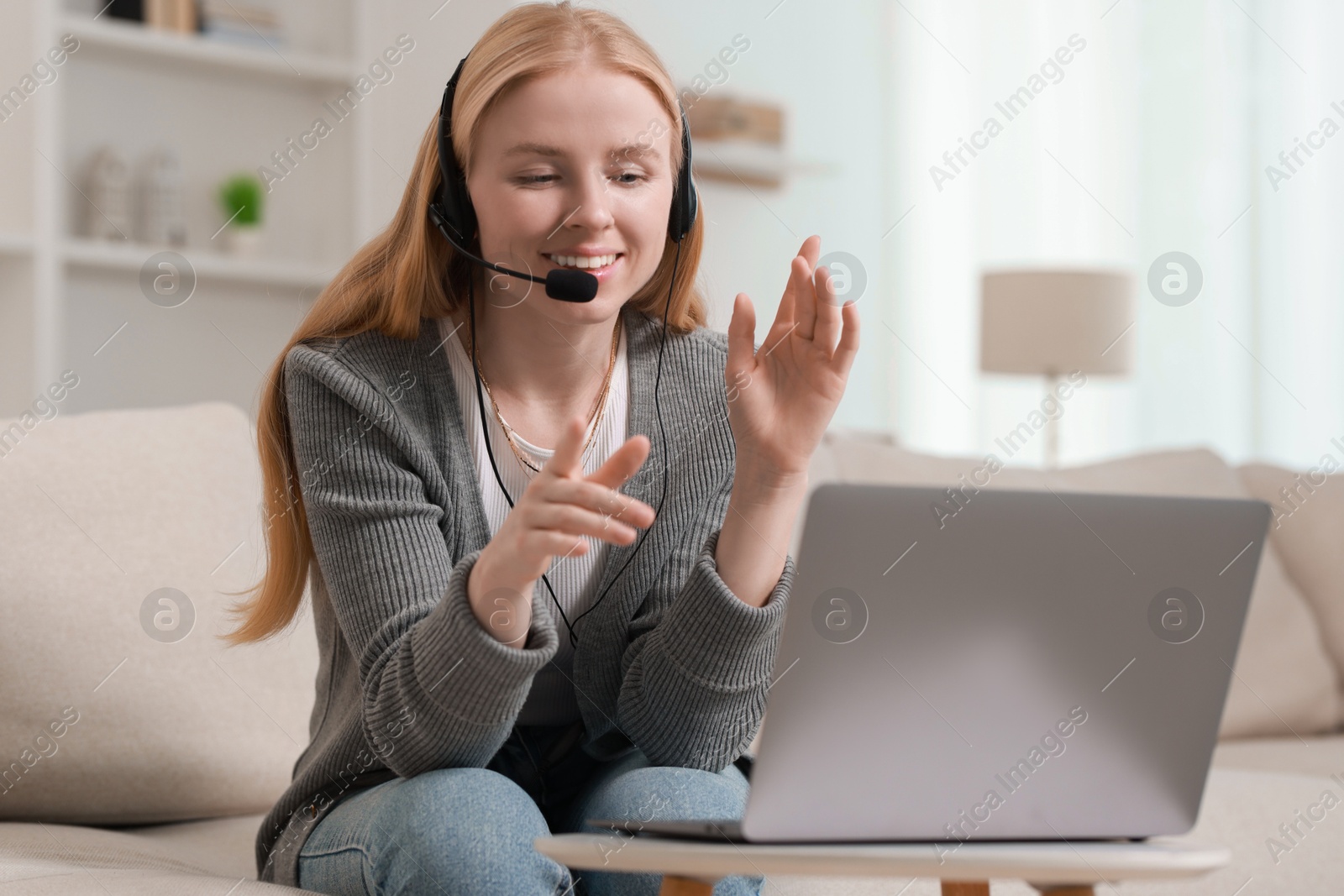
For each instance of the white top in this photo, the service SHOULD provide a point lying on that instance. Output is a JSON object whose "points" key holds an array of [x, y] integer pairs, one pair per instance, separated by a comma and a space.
{"points": [[551, 700]]}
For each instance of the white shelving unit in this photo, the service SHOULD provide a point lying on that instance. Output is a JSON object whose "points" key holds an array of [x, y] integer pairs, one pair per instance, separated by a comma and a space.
{"points": [[225, 107]]}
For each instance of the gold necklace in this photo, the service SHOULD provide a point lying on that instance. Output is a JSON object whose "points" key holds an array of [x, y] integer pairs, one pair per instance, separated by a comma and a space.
{"points": [[595, 416]]}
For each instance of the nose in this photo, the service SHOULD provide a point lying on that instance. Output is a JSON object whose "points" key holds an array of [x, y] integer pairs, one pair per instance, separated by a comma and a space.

========================================

**What is asked:**
The records above must be transcribed exactly. Pictures are left out of the copy.

**Full response:**
For each instance of the white top in this photo, the service SHOULD provide a point lying on that instance. Output is a JSON object whose "points" key holds an array of [x, y] integer pairs, one pair per instance, separated by a comma and a space.
{"points": [[551, 700]]}
For each instance of the white shelving unit in this photo, the service SHOULD provide a point lying on that instance. Output is a JSON object whose "points" key holds an array of [x, y] integer pairs, one pair per instance, separated by a comma and a space.
{"points": [[225, 107]]}
For each instance of the gold necklace in this photo, the service SHOULD provide a point lying on that instance. Output is a JSON object whose "points" key holds an array of [x, y] integer pairs, one pair per instance, separated by a comma and a space.
{"points": [[595, 416]]}
For each instance of the nose in this photo, the service SHOULD provide a point lying on that instance. Output is a JSON object whose "points" key holds an array of [x, y] integer pairs, one pair per instance, separated by a comma and a space.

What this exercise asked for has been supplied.